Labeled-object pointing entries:

○ ○ ○ ○ ○ ○ ○

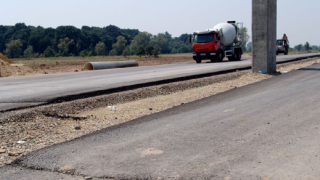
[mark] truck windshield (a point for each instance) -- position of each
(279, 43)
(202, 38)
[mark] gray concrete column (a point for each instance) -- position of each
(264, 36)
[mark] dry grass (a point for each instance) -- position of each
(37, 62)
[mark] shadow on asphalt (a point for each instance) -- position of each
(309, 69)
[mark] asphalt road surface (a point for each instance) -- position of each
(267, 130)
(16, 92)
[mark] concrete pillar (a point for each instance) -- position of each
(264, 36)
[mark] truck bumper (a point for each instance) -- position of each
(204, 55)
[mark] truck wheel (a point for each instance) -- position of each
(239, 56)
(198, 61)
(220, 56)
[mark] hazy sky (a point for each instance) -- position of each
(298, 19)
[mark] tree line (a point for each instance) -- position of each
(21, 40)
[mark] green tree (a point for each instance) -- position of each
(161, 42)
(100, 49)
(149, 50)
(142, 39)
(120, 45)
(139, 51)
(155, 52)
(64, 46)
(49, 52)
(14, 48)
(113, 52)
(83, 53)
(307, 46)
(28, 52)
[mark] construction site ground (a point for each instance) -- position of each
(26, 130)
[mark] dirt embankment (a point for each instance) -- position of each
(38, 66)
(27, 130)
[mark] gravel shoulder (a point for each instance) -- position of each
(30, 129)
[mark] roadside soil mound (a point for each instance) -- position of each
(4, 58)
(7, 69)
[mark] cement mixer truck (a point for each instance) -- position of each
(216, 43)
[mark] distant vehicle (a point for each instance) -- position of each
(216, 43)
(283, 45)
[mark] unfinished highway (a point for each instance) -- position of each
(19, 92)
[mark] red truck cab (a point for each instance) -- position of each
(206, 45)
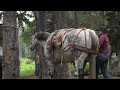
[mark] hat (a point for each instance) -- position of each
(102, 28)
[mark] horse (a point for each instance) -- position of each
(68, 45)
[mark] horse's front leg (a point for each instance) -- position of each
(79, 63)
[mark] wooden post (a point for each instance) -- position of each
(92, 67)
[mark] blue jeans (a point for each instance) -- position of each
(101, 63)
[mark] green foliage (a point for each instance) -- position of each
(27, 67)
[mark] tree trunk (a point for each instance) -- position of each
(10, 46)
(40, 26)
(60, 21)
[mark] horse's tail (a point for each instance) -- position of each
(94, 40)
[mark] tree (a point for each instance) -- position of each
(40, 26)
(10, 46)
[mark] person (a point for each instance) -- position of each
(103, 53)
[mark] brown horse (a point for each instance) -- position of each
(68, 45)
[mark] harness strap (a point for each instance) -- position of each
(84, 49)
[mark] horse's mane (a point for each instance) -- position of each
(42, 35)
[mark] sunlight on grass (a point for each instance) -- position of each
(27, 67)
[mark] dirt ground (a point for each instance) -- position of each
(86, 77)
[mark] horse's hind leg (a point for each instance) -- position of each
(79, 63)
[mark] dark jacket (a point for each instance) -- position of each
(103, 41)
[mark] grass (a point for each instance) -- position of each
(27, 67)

○ ○ ○ ○ ○ ○ ○

Job
Can you lay out the listing above as a numbered list, from the line with "[mark] dirt ground" through the last line of the listing, both included, with blank lines dropped?

Correct answer
1. [mark] dirt ground (a point for each instance) -- position of each
2. (86, 77)
3. [mark] horse's hind leg (a point for each instance) -- position of each
4. (79, 63)
5. [mark] dark jacket (a point for each instance) -- position of each
6. (103, 41)
7. [mark] grass (a point for each instance) -- position of each
8. (27, 67)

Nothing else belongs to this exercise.